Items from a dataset
begin
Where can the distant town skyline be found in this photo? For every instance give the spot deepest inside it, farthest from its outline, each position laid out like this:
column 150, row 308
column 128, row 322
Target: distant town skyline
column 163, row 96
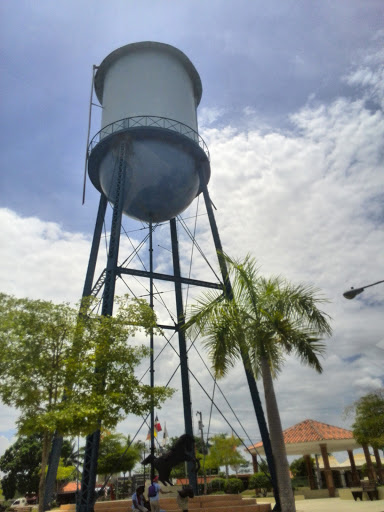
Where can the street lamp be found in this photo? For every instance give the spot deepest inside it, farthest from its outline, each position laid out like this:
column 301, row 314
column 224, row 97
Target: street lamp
column 351, row 294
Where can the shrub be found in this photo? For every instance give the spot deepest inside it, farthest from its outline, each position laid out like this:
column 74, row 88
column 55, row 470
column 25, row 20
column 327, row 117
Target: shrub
column 260, row 481
column 234, row 486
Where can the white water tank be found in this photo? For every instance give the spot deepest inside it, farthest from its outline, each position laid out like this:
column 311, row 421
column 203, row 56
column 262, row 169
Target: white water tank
column 149, row 93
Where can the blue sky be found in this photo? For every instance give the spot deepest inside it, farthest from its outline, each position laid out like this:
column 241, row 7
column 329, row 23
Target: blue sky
column 292, row 111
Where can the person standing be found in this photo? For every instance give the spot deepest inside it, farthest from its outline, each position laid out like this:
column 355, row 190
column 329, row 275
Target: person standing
column 138, row 500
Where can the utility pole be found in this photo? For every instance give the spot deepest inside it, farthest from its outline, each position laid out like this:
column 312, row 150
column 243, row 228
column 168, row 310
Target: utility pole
column 200, row 427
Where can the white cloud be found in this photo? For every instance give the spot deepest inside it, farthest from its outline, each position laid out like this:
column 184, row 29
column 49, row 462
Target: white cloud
column 308, row 204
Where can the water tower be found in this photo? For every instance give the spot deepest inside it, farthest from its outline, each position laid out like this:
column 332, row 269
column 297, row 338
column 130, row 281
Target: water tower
column 148, row 161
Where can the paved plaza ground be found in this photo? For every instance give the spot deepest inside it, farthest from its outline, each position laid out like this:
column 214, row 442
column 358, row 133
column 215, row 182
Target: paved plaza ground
column 338, row 505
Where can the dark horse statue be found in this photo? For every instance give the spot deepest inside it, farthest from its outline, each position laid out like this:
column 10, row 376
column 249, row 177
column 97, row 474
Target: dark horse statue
column 180, row 452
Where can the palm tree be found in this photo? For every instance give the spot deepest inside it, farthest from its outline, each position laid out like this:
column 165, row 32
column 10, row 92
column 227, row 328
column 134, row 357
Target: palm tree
column 266, row 319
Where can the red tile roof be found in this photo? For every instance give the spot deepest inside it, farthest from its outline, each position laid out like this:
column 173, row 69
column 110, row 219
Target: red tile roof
column 311, row 430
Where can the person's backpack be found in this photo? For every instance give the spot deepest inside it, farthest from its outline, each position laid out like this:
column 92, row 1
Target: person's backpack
column 152, row 491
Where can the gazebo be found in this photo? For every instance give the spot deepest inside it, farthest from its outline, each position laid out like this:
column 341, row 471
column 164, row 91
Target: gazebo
column 311, row 437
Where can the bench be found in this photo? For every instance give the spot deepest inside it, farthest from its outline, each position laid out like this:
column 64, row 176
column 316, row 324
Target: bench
column 368, row 487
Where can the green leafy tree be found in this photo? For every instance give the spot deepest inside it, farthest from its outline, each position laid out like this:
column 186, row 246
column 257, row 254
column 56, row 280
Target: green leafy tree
column 368, row 427
column 50, row 350
column 216, row 485
column 20, row 464
column 266, row 319
column 70, row 454
column 260, row 481
column 234, row 486
column 298, row 467
column 223, row 452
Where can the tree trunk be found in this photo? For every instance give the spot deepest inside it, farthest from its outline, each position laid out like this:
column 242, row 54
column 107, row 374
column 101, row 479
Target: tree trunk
column 277, row 440
column 47, row 439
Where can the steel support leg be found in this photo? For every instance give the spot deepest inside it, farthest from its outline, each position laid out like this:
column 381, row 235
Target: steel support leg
column 250, row 377
column 192, row 475
column 88, row 482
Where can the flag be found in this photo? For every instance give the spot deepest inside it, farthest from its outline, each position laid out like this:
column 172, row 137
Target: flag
column 157, row 425
column 149, row 434
column 165, row 435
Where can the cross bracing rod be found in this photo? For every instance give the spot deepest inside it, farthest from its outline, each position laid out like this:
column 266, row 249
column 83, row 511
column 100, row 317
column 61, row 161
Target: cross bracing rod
column 167, row 277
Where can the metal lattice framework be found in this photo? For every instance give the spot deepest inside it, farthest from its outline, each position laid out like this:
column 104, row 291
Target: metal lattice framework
column 149, row 121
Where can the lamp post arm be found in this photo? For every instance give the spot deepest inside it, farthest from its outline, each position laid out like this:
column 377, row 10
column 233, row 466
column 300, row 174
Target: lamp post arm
column 351, row 294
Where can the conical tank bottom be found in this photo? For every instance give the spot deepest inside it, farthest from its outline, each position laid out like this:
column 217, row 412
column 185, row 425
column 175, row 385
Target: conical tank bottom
column 161, row 172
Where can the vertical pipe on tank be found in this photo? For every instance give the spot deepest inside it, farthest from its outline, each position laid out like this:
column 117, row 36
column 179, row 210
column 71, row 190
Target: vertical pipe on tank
column 152, row 371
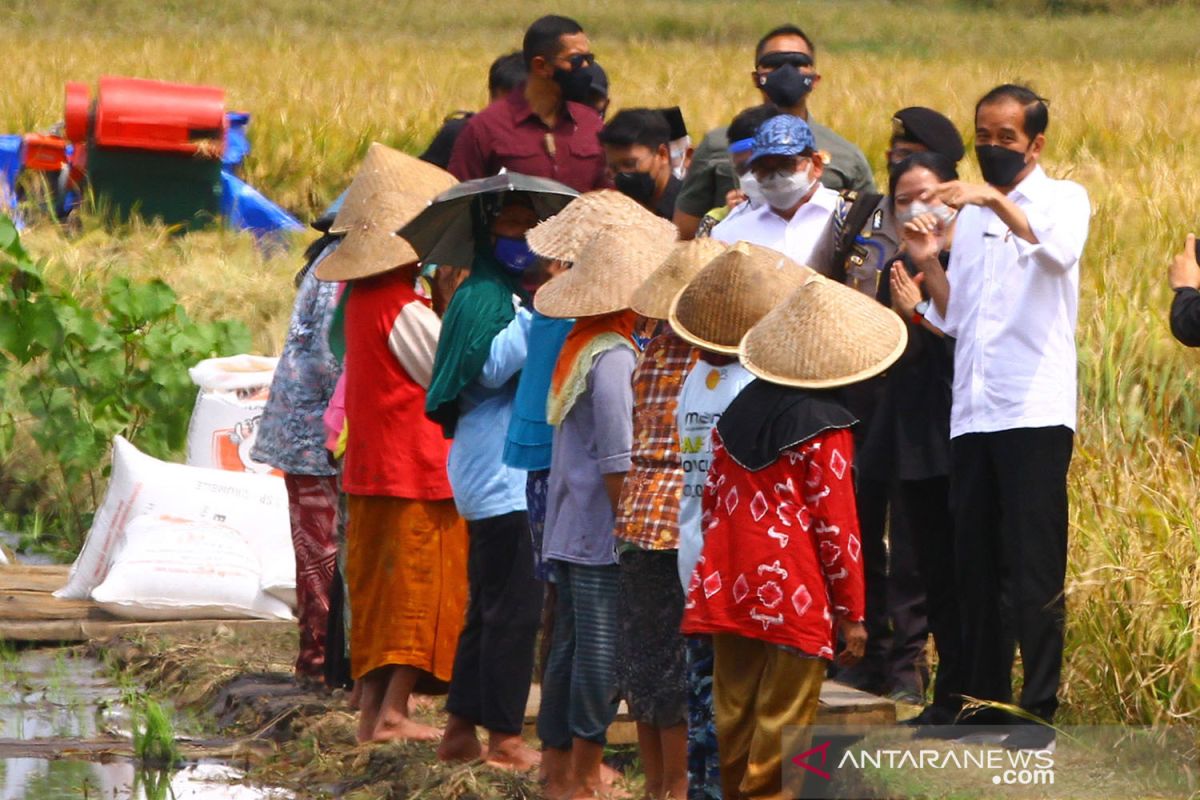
end
- [What the task asks]
Copy all of the rows above word for word, and omit the pictures from your copy.

- [The completed task]
Where can the distant town skyline be found in this photo? For every instance give the spot deepest inside it, farthest from its outline, each position laid out like this:
column 150, row 308
column 128, row 322
Target: distant town skyline
column 163, row 96
Where can the street lamp be found in this photo? For every instance give the spot deepest inside it, farthest from its outline, each position laid out like this:
column 301, row 314
column 224, row 97
Target: street lamp
column 351, row 294
Where can the shrub be found in this photo? For every instance give the spot deepest inside it, farthest from its outline, each position laid out like this:
column 74, row 88
column 55, row 470
column 25, row 20
column 327, row 117
Target: shrub
column 260, row 481
column 234, row 486
Where can the white water tank be found in this photo? For every instance give the spot deepest inside it, farthest from its outline, each position laid out like this:
column 311, row 421
column 203, row 56
column 262, row 169
Target: white water tank
column 149, row 93
Where can the blue sky be found in this photo? For every instance give the spot deepest inside it, farthest from its outline, each position laid out like this:
column 241, row 7
column 329, row 23
Target: blue sky
column 292, row 111
Where can the person standing be found in this photo? For every instance give the spot deepest inside it, farthest from its outline, each position laid out like this:
column 355, row 190
column 329, row 275
Target: person standing
column 138, row 500
Where can the utility pole be found in this photo? For every instance give the spot deepest inside it, farthest from its outline, each position laid out like this:
column 312, row 150
column 243, row 228
column 168, row 310
Target: utility pole
column 200, row 427
Where can the white cloud be found in this photo? For every instance give the spot deepest inside it, farthest from its outline, each position laid out like this:
column 184, row 29
column 49, row 462
Target: white cloud
column 308, row 204
Where can the water tower be found in this photo? For every instance give the spot deepest inside it, farthest from its outline, each position laid out like this:
column 332, row 269
column 297, row 338
column 130, row 281
Target: water tower
column 148, row 161
Where can the paved plaza ground be found in this photo? For every instance give the spot deepest inside it, farthest from its outline, each position laid out like this:
column 214, row 442
column 358, row 133
column 215, row 182
Target: paved plaza ground
column 338, row 505
Where can the dark horse statue be found in this photo? For every instance give the spot deepest inside it, farthest from its outline, each position laid out like this:
column 10, row 376
column 249, row 177
column 97, row 474
Target: dark horse statue
column 180, row 452
Where can the palm tree be found in this photo? For every instance give the spot deepest inside it, farthest from its outline, each position laid out like this:
column 165, row 32
column 10, row 92
column 227, row 328
column 134, row 357
Target: palm tree
column 266, row 319
Where can the red tile roof be found in this photo? For every instance give the spot deepest inside it, farthest from its outline, each position laid out like this:
column 173, row 69
column 110, row 219
Target: red tile roof
column 311, row 430
Where can the person's backpack be found in this photo? For every instance give the spot deepest inside it, farthest from its outline, each position laid out like this:
column 92, row 1
Target: person's backpack
column 152, row 491
Where can the gazebo be found in this photo? For every instance give the spot deepest inside it, farthest from its outline, each position laid out like this:
column 341, row 471
column 164, row 91
Target: gazebo
column 311, row 437
Where can the bench be found in this photo? For every instance give the spot deepest inside it, farthest from its outline, each position laid out like this:
column 64, row 176
column 316, row 324
Target: bench
column 368, row 487
Where can the green leafy tree be found in this photo? For every instance give the spot deepest inside it, farthest from its outline, each position laid out like this:
column 186, row 246
column 257, row 254
column 56, row 280
Target: green leafy tree
column 368, row 427
column 50, row 350
column 216, row 485
column 20, row 464
column 266, row 319
column 70, row 454
column 260, row 481
column 234, row 486
column 298, row 467
column 223, row 452
Where can the tree trunk be found in this photo? For every instance give the spot deepest inside it, farthest from its outline, each position laid out like this:
column 242, row 54
column 107, row 374
column 101, row 479
Target: tree trunk
column 277, row 440
column 47, row 439
Where can the steel support leg be found in this photo? For every instance give the spot deepest inside it, farthest from its outline, each position laid out like this:
column 381, row 235
Target: steel support leg
column 250, row 377
column 192, row 475
column 88, row 482
Where can the flag be found in this photo? For every instance give the spot deepest inside it, farthest from its outline, each position laid out like this:
column 172, row 137
Target: flag
column 157, row 425
column 149, row 434
column 165, row 435
Where can the cross bracing rod be found in this photo? For every instance give the spot deepest inside it, farthest from its outline, each position laid out like this:
column 266, row 249
column 83, row 511
column 100, row 317
column 61, row 161
Target: cross bracing rod
column 167, row 277
Where can the metal lattice framework be found in this photo? For every instance give the spot deepest inside it, farthest from its outline, each position laid out like this:
column 104, row 291
Target: metal lattice framework
column 149, row 121
Where can the lamp post arm be found in this photo? For every instance give the spot deepest inside it, farthest from its outline, each position laid out like this:
column 377, row 10
column 233, row 466
column 300, row 174
Target: lamp post arm
column 351, row 294
Where can the conical tank bottom be found in this photo? For every instance give the spot deepest inside it, farthest from its outline, each position laid out like this:
column 217, row 412
column 185, row 425
column 175, row 385
Target: conical tank bottom
column 161, row 172
Where can the vertical pipe on tank be found in this photo? For every instance give the spot deepest inside it, farthest from its outline, each position laid out like this:
column 117, row 36
column 179, row 210
column 71, row 190
Target: vertical pipe on tank
column 152, row 371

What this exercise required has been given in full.